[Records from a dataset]
--- Start ---

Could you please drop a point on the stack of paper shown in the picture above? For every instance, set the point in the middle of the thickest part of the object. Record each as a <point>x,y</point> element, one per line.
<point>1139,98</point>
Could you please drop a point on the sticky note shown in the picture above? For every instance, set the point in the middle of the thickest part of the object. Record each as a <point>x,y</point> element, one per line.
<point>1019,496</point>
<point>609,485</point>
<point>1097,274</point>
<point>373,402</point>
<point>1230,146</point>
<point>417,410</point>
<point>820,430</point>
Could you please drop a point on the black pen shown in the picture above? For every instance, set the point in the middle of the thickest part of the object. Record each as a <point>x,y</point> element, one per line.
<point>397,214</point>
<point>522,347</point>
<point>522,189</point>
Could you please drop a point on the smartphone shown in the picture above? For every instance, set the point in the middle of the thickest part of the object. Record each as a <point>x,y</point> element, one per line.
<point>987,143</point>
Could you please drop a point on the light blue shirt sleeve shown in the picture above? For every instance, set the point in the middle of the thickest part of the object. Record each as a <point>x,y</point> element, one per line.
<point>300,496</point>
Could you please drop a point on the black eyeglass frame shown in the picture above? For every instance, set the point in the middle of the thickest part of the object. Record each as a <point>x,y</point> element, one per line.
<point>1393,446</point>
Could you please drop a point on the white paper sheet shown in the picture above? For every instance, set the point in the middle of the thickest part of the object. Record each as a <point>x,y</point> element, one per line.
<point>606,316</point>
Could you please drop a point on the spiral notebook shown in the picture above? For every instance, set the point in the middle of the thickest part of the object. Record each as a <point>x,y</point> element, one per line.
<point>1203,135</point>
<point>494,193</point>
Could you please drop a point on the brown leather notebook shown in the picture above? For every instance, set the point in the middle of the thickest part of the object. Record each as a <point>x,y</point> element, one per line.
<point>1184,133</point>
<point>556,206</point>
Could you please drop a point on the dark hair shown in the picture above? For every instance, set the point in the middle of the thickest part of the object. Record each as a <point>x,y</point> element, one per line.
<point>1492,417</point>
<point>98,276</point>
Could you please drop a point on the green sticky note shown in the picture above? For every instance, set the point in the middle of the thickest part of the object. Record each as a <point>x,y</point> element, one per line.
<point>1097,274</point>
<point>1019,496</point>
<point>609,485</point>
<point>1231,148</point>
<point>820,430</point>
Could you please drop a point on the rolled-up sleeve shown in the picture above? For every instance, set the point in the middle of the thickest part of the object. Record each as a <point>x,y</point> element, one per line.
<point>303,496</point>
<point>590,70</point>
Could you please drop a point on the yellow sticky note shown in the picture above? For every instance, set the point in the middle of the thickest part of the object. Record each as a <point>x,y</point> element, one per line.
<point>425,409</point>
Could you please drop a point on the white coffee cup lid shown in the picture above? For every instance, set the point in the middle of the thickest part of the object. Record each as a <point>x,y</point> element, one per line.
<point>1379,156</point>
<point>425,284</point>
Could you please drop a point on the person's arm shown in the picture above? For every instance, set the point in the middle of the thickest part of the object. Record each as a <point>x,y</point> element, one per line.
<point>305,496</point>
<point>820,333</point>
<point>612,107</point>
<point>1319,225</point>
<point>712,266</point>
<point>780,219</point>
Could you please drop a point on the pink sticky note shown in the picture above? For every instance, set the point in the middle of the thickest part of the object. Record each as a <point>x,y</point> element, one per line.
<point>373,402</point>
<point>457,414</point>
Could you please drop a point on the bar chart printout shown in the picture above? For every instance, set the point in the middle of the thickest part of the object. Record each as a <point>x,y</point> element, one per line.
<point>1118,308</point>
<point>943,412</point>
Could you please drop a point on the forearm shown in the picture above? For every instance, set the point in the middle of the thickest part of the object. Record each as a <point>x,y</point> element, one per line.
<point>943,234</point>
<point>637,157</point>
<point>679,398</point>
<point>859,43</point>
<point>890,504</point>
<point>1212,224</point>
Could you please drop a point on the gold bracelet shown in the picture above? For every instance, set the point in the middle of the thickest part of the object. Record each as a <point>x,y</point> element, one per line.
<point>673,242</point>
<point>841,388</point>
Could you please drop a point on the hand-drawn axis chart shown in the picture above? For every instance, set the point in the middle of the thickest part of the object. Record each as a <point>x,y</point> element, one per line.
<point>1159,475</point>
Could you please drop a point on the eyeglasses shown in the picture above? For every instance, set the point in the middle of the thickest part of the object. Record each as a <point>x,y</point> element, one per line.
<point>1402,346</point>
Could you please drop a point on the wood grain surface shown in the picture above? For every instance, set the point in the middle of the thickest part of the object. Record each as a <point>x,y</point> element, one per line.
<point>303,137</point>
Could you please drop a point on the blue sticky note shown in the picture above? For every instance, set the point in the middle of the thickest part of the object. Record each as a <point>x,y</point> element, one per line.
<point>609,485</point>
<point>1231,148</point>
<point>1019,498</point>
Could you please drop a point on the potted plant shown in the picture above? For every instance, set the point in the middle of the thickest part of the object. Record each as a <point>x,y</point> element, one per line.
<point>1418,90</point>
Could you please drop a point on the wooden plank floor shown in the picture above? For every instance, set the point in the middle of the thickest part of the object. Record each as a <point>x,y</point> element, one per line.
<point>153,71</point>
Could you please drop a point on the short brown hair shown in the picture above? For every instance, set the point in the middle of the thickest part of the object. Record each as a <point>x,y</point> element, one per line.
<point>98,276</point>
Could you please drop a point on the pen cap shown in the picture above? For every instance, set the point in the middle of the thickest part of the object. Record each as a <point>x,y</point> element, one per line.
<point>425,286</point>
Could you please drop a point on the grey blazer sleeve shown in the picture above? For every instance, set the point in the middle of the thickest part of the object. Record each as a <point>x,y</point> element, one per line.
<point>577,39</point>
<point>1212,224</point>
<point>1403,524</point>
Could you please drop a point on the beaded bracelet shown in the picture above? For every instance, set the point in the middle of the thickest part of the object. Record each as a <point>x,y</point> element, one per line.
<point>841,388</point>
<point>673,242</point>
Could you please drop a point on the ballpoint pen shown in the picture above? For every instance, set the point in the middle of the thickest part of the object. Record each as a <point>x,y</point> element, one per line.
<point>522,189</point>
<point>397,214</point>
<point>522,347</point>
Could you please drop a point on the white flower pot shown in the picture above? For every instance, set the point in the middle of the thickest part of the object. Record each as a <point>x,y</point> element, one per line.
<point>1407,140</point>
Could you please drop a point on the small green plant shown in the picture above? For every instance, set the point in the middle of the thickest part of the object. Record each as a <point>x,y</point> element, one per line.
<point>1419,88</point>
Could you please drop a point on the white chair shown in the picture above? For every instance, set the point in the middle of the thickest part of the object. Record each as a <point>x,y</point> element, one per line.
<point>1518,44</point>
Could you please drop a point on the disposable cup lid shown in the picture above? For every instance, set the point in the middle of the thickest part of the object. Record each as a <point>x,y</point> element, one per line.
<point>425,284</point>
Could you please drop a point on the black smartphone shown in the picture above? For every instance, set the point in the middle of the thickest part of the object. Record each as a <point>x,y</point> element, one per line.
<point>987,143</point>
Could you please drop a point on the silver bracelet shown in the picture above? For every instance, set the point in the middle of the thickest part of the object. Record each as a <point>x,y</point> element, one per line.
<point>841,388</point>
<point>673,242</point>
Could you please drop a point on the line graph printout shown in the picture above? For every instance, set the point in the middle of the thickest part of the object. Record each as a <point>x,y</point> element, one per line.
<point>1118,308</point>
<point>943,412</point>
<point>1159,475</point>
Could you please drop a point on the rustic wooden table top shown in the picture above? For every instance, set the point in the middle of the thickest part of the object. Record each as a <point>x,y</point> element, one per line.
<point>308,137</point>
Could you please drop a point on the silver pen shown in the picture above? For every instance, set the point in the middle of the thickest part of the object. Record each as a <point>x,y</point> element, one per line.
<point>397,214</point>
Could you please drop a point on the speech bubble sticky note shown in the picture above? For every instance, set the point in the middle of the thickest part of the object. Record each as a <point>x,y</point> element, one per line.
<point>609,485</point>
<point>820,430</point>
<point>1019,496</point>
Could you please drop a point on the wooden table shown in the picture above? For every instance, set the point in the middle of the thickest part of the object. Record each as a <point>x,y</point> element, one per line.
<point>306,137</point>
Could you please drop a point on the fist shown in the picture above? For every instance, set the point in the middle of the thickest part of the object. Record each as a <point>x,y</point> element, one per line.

--- End ---

◆ **Aim of the task**:
Could you retype, word for word, the lines above from the very first one through the line that contains "<point>1393,446</point>", with both of those lines included?

◆ **Finished answer**:
Could you please drop a point on the stack of paper shown in the picture above? For every instance, set the point in the middle of the thickest part of the object. Record each as a <point>x,y</point> element, one per line.
<point>1139,98</point>
Could you please drop a point on the sticky note shown in the picture above? For every instance, set the point in the middle of the thickest part of the object. Record each as a <point>x,y</point> element, one per line.
<point>1019,496</point>
<point>609,485</point>
<point>1097,274</point>
<point>373,402</point>
<point>1230,146</point>
<point>417,410</point>
<point>820,430</point>
Could you please drop a point on the black pen shown in the picture above? For every instance, set the point in the middle of the thickest part of the object. Record each as a <point>x,y</point> element, one per line.
<point>397,214</point>
<point>522,347</point>
<point>522,189</point>
Could you please drop a point on the smartphone shown in the picture above? For every instance, set the point in the middle of the thickest part of the object. Record each as a <point>x,y</point> element, one per line.
<point>987,143</point>
Could you please drop a point on the light blue shirt sleeve shown in the picture above? For every instance, set the point in the middle of the thickest part of the object. Record each as a <point>x,y</point> element, one per line.
<point>300,496</point>
Could you please drop a point on the black eyeglass frame shown in the picture above? For every instance, set the point in the middle of the thickest part of the object. Record each as a <point>x,y</point> element, one per line.
<point>1393,446</point>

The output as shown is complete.